レコード一覧
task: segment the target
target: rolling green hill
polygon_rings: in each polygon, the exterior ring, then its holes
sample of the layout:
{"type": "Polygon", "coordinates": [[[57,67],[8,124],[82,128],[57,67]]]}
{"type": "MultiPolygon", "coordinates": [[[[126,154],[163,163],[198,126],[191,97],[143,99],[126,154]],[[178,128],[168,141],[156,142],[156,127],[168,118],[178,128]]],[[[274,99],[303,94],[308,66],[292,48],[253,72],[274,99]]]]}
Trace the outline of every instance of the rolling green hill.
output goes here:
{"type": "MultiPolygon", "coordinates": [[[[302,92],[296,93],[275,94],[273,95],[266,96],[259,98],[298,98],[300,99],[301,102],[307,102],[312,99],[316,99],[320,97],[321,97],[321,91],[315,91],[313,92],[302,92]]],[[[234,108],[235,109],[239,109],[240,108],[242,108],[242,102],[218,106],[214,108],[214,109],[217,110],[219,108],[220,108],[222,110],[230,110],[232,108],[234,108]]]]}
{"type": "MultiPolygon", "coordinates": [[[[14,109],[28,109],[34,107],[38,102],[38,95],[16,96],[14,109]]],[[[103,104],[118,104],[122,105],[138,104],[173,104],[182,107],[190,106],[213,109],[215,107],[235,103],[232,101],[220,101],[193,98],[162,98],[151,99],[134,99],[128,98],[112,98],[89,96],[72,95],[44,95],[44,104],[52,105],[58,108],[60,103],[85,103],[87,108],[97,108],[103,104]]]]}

作業指示
レコードの中から文字列「target」を含む行をすべて見つけ、各行を全文書き写してください。大文字と小文字は区別します。

作業結果
task: segment the target
target: rolling green hill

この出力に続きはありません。